Quoted passage
Let’s say you wanted to understand how a car engine works. A drawing of would give you a cursory overview of the machine. A 3-D image would add further depth and scope. But imagine if you could see the machine in motion and from the inside out. Then you’d not only be able to watch the valves moving up and down, but see the pistons firing inside those valves. This is the newest breakthrough that scientists have made in the field of microscopy, and it is revolutionizing their ability to understand the inner workings of cells.
“If you really want to understand any kind of machine–and a cell is a biochemical machine–you need to see it in four dimensions,” says Eric Betzig, who won this year’s Nobel Prize in Chemistry and heads a bioimaging lab at the Janelia Research Campus of the Howard Hughes Medical Institute.
Specifically, Betzig’s team has perfected a new generation of Lattice Light Sheet Microscope, which uses light to illuminate the inner workings of a cell. It does this by optically “slicing” the cell, one very thin plane at a time, until the entire cell is photographed. It then repeats the process over and over, creating a real-time video depicting how the cell moves and grows. The breakthrough is about both precision and speed.
“With old light sheets, you could see lots of detail about how embryos developed from an egg to a hatched larva,” says Betzig. “But the light sheet was too thick to look inside the cell.” Moreover, the longer you shone light on a cell, the greater risk of damaging it. “While light is a pretty gentle way of looking at living things, there are limits. The specimen can easily be cooked,” Betzig says. Remember cooking ants with your glasses as a kid? Betzig’s microscope avoids that outcome.
So what exactly does Betzig’s microscope allow scientists to see? The results–which can help scientists understand how T Cells fight infection, how cancer cells metastasize and how embryos develop–are forthcoming in the latest issue of Science. But you’ve got to see the cells in motion to understand the payoffs of this new super-resolution microscopy. The visuals may resemble alien blobs attempting to win at Dance, Dance Revolution, but they’re nothing less than the building blocks of life.

Work item
Rewrite the paragraph of the microscopy article that begins "Specifically, Betzig's team" as a short bulleted list that keeps its main facts. The rows after this are separate material with no connection to the microscopy article.

Data section
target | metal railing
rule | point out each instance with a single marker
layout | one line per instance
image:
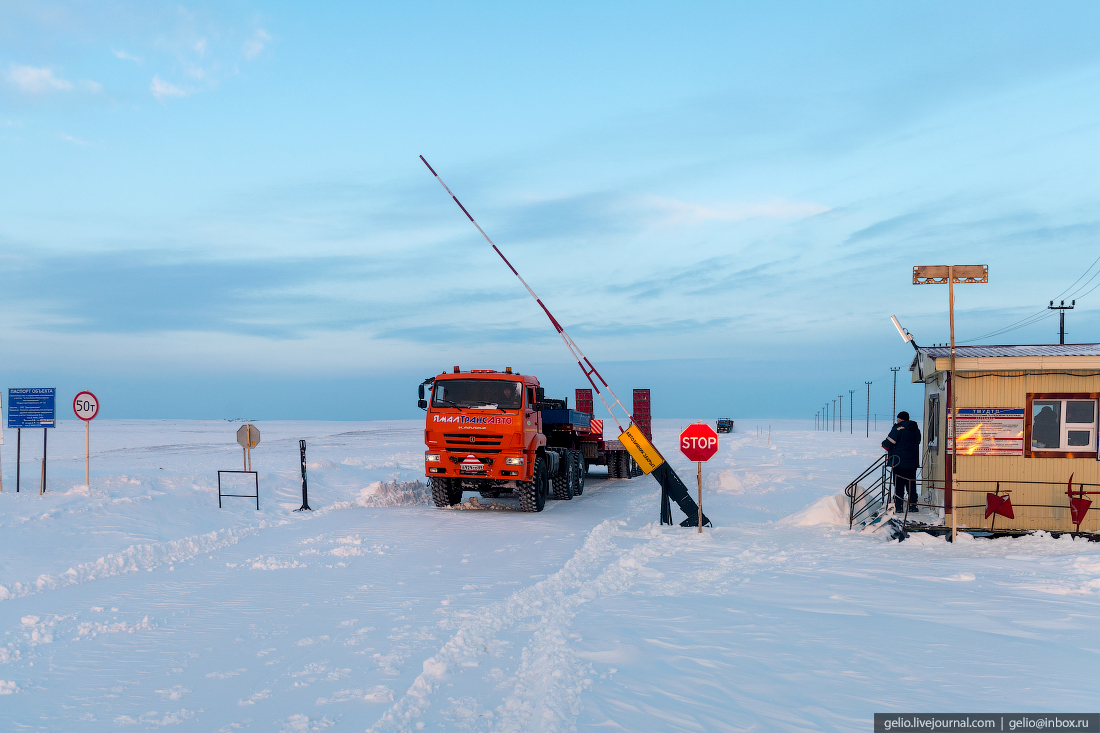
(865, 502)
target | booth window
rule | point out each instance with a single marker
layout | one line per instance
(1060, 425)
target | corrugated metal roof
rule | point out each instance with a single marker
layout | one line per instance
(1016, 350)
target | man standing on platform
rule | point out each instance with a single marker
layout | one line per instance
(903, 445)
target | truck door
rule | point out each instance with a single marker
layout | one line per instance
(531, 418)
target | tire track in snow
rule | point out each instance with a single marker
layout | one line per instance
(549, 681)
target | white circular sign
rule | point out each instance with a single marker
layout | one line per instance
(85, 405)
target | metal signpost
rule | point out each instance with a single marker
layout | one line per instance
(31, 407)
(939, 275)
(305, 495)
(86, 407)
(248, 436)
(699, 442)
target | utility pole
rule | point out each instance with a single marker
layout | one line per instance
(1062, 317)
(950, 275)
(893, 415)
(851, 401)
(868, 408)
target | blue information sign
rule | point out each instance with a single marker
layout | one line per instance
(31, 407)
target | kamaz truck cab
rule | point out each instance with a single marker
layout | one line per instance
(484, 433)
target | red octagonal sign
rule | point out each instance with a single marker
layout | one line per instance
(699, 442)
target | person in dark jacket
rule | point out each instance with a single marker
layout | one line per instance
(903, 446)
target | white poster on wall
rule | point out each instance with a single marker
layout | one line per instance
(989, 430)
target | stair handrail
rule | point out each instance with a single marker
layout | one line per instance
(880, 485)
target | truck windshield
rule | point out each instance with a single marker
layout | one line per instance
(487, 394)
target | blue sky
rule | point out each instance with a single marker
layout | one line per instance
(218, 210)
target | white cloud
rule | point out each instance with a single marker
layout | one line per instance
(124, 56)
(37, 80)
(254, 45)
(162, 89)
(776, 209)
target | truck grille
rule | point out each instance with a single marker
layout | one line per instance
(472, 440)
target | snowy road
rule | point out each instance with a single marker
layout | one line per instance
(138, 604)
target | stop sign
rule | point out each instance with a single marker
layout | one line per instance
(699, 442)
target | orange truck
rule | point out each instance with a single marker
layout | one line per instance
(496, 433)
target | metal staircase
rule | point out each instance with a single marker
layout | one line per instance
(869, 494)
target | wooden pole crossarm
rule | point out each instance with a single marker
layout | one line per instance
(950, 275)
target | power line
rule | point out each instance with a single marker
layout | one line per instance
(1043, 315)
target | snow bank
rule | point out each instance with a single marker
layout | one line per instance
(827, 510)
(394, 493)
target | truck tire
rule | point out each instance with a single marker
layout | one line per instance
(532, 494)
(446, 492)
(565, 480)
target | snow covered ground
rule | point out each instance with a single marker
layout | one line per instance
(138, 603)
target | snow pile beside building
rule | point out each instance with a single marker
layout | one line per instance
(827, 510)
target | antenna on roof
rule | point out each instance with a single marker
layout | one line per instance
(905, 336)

Solution
- Betzig's team has perfected a new generation of Lattice Light Sheet Microscope, which uses light to illuminate the inner workings of a cell.
- The microscope optically "slices" the cell one very thin plane at a time until the entire cell is photographed.
- It repeats this process over and over to create a real-time video of the cell moving and growing.
- The breakthrough concerns both precision and speed.